Dataset entries:
※ ※ ※

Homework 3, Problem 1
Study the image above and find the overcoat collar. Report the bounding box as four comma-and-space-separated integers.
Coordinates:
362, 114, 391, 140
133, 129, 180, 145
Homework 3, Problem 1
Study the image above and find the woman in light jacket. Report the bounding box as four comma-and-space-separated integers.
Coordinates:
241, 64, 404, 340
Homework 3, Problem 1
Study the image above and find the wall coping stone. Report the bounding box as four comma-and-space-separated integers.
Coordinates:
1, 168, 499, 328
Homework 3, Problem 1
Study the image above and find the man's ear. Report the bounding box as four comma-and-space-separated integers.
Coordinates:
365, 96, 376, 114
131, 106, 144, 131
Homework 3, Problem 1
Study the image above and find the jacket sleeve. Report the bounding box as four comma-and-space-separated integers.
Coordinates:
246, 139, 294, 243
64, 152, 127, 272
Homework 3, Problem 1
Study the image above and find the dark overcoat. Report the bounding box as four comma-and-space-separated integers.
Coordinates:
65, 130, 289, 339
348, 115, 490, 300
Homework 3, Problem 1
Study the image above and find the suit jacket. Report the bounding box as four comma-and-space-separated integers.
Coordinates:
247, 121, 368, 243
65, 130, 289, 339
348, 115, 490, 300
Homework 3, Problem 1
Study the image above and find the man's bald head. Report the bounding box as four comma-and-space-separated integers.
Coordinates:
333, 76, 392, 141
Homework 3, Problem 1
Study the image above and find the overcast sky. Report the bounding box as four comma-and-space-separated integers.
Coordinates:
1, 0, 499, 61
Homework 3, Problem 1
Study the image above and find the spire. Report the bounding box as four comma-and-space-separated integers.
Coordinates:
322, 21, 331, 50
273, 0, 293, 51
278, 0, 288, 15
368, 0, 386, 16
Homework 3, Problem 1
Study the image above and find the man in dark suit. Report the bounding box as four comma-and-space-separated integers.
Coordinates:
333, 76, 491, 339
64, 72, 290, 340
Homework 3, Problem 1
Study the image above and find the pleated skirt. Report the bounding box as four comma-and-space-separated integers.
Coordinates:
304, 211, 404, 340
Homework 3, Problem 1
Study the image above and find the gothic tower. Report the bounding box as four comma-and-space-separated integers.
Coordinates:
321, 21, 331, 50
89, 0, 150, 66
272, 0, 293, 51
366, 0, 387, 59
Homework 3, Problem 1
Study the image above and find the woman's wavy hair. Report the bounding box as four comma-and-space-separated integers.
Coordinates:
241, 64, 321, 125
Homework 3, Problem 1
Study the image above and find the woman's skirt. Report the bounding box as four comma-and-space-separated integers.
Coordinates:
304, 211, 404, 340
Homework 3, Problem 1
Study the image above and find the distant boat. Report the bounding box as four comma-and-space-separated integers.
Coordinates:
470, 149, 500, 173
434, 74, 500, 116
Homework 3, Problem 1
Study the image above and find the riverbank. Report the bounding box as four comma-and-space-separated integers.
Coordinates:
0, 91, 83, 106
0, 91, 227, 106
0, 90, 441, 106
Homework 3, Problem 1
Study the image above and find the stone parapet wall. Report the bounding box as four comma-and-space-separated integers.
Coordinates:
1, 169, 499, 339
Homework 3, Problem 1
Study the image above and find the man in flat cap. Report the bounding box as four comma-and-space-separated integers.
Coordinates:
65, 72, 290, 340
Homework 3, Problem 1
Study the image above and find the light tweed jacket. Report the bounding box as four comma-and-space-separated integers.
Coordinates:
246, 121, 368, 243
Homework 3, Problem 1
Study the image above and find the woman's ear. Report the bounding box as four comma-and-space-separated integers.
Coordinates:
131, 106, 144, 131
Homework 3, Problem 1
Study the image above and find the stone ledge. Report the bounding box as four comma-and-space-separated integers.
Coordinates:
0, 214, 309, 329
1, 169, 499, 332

※ ※ ※

Work item – Return each line of the entries that holds the string "light".

Response below –
Study the image above and find the woman in light jacket. Report the bounding box as four comma-and-space-separated integers.
Study the image above and find the light tweed jacket. Report the bounding box as four comma-and-space-separated integers.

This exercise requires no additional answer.